* About this task: Please copy out every line of the data word for word.

+===+

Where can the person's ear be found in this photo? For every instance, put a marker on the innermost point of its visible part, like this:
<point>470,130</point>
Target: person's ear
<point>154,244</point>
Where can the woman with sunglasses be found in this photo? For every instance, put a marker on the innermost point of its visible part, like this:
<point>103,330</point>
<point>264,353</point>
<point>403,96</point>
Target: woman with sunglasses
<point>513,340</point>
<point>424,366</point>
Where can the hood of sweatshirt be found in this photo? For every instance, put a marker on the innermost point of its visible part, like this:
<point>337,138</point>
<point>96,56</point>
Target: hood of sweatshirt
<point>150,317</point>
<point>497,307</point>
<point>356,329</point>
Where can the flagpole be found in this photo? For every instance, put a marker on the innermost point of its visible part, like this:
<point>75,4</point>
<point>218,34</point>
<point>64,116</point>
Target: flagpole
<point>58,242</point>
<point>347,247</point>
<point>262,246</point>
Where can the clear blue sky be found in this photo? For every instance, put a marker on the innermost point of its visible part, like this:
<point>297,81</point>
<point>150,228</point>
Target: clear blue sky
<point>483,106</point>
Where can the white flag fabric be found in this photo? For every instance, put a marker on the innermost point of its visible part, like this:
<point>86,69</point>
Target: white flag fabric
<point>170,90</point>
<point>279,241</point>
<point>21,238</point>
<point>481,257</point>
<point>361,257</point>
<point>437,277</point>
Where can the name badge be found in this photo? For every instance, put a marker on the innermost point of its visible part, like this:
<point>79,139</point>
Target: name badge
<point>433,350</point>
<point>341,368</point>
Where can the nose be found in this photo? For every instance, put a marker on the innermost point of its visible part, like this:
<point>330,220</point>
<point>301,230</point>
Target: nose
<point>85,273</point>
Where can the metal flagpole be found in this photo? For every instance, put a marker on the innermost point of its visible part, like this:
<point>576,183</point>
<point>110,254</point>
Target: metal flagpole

+===+

* Solution to this task:
Where can the person's ear be found in this photo? For every instance, put a marker on the innermost point of its visible part, like this:
<point>470,130</point>
Target: person's ear
<point>154,244</point>
Where can the woman with sunglasses be found in this photo? For every instance, put a marker on the innermost point of its visible part, like this:
<point>103,330</point>
<point>264,353</point>
<point>403,96</point>
Target: woman with sunglasses
<point>513,340</point>
<point>424,366</point>
Where can the hood of sweatshirt be found in this photo? For every instance, put a marker on the innermost point of its visible part, like this:
<point>337,138</point>
<point>96,56</point>
Target: hood of sweatshirt
<point>150,317</point>
<point>497,307</point>
<point>356,329</point>
Where can the flagpole be found in this photo? For every instance, put a marker on the innermost point of its visible part, like this:
<point>75,4</point>
<point>218,34</point>
<point>64,116</point>
Target: flagpole
<point>58,242</point>
<point>347,247</point>
<point>262,246</point>
Where can the clear blue sky be found in this photo? For every instance, put a marker on the innermost point of its visible part, like this:
<point>297,81</point>
<point>150,228</point>
Target: clear blue sky
<point>483,106</point>
Where can the white flag fabric be found in this photo? For every instance, put a marker on the innermost point of its visible part, like this:
<point>86,69</point>
Target: white flag fabric
<point>170,90</point>
<point>279,241</point>
<point>21,238</point>
<point>481,257</point>
<point>361,257</point>
<point>437,277</point>
Where can the name badge be found in this photo? For every instance, put a marker on the innermost point of its visible part, like this:
<point>79,139</point>
Target: name badge
<point>433,350</point>
<point>341,368</point>
Where can the nose be found in this photo? For every instance, put a marker on the innermost point of its visible part, like this:
<point>330,220</point>
<point>301,230</point>
Target: nose
<point>85,273</point>
Where can the metal flagpole be found in this photo? For every instance, put a marker on the innermost point of its visible part, like this:
<point>576,183</point>
<point>110,254</point>
Target: metal flagpole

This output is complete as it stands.